**STUDY TEXT:**
===
Commentary 13 Jun 2013 03:17 pm
I spy
Dear National Security Agency data sifter:
I’m sorry you were assigned my phone to monitor. I recognize that I never call anybody interesting, certainly nobody who could be perceived as a security threat. You would, I am sure, prefer to be bird dogging a Saudi prince or some surly, domestic terrorist, but you must be too low on the pecking order for such important folks. Maybe if you work really hard and do a good job spying on honest American citizens, you will be promoted to hard-core criminal types soon.
Anyway, Joe — you don’t mind if I call you Joe, do you? — you probably spend most of your time in a darkened, windowless room, waiting for government supercomputers to red flag any suspicious phone activity. You’ll be waiting a long time for anything like that to happen with my phone. Mostly, I call my wife and daughter, sometimes just to say hello, but sometimes to ask if I can bring home anything important. Not things like acetone, fertilizer and hydrogen peroxide, which can be used to make explosives, but things like milk, eggs and bread, which can be used to make French toast.
(I hope it’s OK to eat French toast. I know there was a time when we didn’t like the French, so we started calling French fries freedom fries, but eating “freedom toast” just sounds too weird. If I should stop eating French toast, please send me a message via a wiretap on my phone. Thanks.)
Confession: One time I did call the Aryan Brotherhood, but that was only to ask if they had Prince Albert in a can. Sorry, I live in a small town, and it gets boring on weekends.
Oh, and I call the library occasionally to see if books I requested have arrived, but I don’t do that so much anymore because the nice librarians generally send me email or text-message notifications. I read only wholesome American literature and never anything that’s been banned or suppressed.
Maybe if I selected some spicier materials, like “Lolita” or “Tropic of Cancer,” you would be able to read along with me while you’re hacking into my tablet or home computer. That would help the time pass faster there in Maryland, wouldn’t it?
Many times, I must admit, I read the old-fashioned way, by holding a book in front of my face and moving my eyes back and forth across the pages, which I turn by hand. This makes it much more difficult to keep tabs on me (always out of concern for my own well-being, right?), but I’m sure you have a satellite somewhere that you can direct toward my house to ensure I’ve not been absorbing seditious materials.
Boy, this NSA/phone records scandal has certainly been blown out of proportion, hasn’t it? I’m surprised at how many Republicans — the same ones who were gaga for Dubbaya back in the day — are gleefully spinning this surveillance into an attack on the current president, when it really dates back to the Bush-era Patriot Act, passed in those scary days after 9/11 when we came to the consensus that almost anything that could be done should be done to stop future attacks.
===
**DATA EXTRACT:**
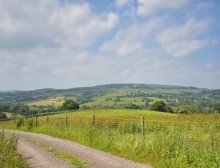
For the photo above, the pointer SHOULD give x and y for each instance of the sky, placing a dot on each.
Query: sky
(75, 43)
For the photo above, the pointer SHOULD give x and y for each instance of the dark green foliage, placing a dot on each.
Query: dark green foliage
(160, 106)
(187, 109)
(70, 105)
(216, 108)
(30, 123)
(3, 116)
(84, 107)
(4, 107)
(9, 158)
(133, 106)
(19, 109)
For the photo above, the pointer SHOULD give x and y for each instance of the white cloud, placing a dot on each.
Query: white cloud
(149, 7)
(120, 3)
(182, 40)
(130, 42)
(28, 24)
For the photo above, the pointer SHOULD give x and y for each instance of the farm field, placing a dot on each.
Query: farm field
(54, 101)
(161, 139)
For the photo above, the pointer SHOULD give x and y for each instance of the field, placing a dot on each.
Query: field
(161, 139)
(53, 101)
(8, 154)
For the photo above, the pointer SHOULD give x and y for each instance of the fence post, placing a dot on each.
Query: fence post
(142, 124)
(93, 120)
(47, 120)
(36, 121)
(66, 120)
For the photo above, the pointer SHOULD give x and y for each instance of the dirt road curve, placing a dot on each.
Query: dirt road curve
===
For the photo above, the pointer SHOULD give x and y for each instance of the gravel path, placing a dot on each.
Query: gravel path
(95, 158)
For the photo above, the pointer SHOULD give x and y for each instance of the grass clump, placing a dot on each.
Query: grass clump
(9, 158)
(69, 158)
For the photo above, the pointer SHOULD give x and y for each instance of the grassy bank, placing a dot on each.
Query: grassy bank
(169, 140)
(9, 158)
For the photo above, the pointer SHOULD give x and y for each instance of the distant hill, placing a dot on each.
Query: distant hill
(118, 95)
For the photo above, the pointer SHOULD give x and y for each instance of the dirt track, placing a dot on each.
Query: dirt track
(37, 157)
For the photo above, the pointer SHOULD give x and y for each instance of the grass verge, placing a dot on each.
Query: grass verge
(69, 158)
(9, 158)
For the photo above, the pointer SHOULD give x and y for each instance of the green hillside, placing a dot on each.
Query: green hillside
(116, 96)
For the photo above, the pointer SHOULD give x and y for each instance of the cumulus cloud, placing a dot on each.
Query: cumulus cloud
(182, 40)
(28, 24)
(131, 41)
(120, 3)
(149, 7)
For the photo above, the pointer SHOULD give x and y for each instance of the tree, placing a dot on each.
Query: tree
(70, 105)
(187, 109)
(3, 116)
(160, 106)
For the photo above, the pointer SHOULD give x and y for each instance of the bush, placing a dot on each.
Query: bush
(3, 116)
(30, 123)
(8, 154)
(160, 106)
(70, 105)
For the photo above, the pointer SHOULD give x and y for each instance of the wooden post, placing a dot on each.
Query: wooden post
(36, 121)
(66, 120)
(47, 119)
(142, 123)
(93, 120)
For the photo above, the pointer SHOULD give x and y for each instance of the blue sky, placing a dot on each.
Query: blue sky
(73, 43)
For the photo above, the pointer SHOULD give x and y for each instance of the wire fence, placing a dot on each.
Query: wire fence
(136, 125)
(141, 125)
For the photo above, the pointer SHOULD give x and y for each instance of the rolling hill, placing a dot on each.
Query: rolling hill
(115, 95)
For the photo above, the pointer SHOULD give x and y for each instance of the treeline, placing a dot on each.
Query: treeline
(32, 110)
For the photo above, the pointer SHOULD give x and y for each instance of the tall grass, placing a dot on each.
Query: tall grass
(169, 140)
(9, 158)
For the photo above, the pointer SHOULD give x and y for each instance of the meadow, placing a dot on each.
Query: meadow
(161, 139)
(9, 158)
===
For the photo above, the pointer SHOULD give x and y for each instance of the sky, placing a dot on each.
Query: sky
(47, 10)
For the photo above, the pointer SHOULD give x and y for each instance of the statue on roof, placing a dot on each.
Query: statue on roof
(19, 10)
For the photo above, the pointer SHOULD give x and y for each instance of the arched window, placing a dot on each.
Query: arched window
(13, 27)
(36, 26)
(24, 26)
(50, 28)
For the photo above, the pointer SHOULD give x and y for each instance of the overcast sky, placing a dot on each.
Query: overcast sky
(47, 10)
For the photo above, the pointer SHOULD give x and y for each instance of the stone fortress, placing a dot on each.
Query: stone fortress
===
In the letter to the National Security Agency data sifter, which three items does the writer name as things that can be used to make French toast?

Milk, eggs and bread.